#### Extracted text

By Rocky Swift and Elaine Lies
TOKYO (Reuters) – Japanese Prime Minister Fumio Kishida’s plan to relax the strictest COVID-19 border controls among wealthy nations has pleased nobody, with businesses and student groups worried it might not be enough while online critics blast his change of tack.
Japan has largely been closed off to non-residents for almost two years, keeping out hundreds of thousands of students and foreign workers sorely needed to fill a labour gap left by the nation’s shrinking, aging population.
Kishida said on Thursday that from March the number of people allowed to enter Japan will increase to 5,000 a day from 3,500 now, while quarantine would be shortened or eliminated entirely.
Opinion polls have shown widespread public support for the travel curbs, and people on social media expressed dismay over the lifting of the restrictions while infection controls remain in place over much of the country.
An Omicron-fueled wave of cases in Japan has shown signs of peaking out, but fatalities have spiked to records this month, particularly among the vulnerable elderly population, amid a slow roll-out of vaccine booster shots.
“This small easing just makes things murky, they say Omicron has peaked but the number of deaths are rising,” a poster named kaz09101 said on Twitter. “Boosters….are not increasing. What the heck can this government actually do?”
“Last year, during the worst period, we had the Olympics,” said another named Inoue. “This year, deaths peak – and they ease border measures. Deja vu?”
MISSING ROADMAP
With the Omicron coronavirus variant now widespread in Japan, business leaders and some politicians have said the border measures no longer made sense.
“Japan’s reputation as a stable and reliable partner is at stake,” said Marcus Schuermann, delegate of the German Chamber of Commerce and Industry in Japan, citing a survey of member companies that reported losses during the border closure.

########
#### Information shown

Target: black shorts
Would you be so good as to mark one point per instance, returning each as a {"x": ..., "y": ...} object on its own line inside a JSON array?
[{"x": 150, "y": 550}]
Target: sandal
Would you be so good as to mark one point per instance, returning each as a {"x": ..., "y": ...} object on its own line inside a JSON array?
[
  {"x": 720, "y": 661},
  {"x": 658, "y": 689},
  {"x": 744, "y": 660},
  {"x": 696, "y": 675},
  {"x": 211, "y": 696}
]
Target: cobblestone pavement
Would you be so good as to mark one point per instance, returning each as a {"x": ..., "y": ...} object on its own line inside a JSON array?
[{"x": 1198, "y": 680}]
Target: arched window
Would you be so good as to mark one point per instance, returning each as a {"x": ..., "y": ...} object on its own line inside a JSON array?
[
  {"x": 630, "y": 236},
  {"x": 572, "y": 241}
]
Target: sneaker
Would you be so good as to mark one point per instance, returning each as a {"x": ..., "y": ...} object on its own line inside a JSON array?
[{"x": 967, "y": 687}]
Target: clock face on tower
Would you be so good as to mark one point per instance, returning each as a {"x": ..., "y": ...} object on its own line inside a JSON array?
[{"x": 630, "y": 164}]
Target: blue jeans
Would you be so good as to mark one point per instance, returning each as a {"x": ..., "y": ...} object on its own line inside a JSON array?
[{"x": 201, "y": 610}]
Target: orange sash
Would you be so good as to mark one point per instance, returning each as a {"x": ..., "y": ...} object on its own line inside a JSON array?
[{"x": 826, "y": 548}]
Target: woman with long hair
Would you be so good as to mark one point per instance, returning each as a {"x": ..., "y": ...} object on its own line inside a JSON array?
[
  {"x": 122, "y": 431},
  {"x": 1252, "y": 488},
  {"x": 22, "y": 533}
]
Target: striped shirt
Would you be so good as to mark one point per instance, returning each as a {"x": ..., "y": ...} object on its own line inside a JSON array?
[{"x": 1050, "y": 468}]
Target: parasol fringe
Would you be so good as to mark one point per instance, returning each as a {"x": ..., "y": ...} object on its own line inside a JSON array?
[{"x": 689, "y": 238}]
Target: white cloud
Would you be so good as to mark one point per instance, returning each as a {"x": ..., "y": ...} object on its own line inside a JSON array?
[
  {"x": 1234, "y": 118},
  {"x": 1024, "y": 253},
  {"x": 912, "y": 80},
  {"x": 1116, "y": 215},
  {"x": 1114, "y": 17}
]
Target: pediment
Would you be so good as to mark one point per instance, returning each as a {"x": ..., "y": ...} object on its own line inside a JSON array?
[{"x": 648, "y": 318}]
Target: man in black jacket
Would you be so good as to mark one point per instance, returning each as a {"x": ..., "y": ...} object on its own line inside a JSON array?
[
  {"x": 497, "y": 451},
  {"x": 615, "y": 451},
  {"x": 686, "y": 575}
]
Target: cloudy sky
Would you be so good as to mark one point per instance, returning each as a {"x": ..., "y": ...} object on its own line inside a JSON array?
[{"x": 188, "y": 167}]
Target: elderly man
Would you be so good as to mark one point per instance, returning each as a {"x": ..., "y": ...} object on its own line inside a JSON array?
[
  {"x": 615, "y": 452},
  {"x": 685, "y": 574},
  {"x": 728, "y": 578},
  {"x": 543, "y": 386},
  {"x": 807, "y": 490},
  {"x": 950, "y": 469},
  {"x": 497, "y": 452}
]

########

• Required actions
1) Decide whether each statement below agrees with the article on Japan's border controls. Answer yes or no for each, and quote the deciding words of the article.
(a) Starting in March, the daily number of people allowed to enter Japan will rise from 3,500 to 5,000.
(b) Opinion polls have shown that most of the public opposes the travel curbs.
(c) Marcus Schuermann speaks for the German Chamber of Commerce and Industry in Japan.
2) According to the article on Japan's border controls, for how long has Japan been largely closed off to non-residents?
3) Continue the article on Japan's border controls, starting after its final sentence.

• Set of answers
1)
(a) Yes: "from March the number of people allowed to enter Japan will increase to 5,000 a day from 3,500 now"
(b) No: "Opinion polls have shown widespread public support for the travel curbs"
(c) Yes: "Marcus Schuermann, delegate of the German Chamber of Commerce and Industry in Japan"

2) For almost two years.

3)
Kishida’s announcement is a “positive development,” he added, but a roadmap on how people will be allowed into the country is still missing.
The American Chamber of Commerce in Japan echoed the call for transparency.
“We also urge that the government allocate sufficient resources to accelerate application and visa processing and to reduce long delays at ports of entry,” ACCJ special advisor Christopher LaFleur said in a statement.
Filippo Pedretti, the organiser of a group of international students waiting to enter Japan, said they were concerned the 5,000 daily limit could mean many would still miss the start of the new semester in April.
“Thus many will lose another six months of scholarship and will be forced to take online classes,” he said.
A Japanese government official told reporters on Friday there was no estimate on how long it would take to let in all the waiting foreign nationals.
Political analyst Atsuo Ito said Kishida’s change of course shows his flexibility but also an inability to set clear goals.
“Depending on public opinion and experts, his policies just change all the time,” he said.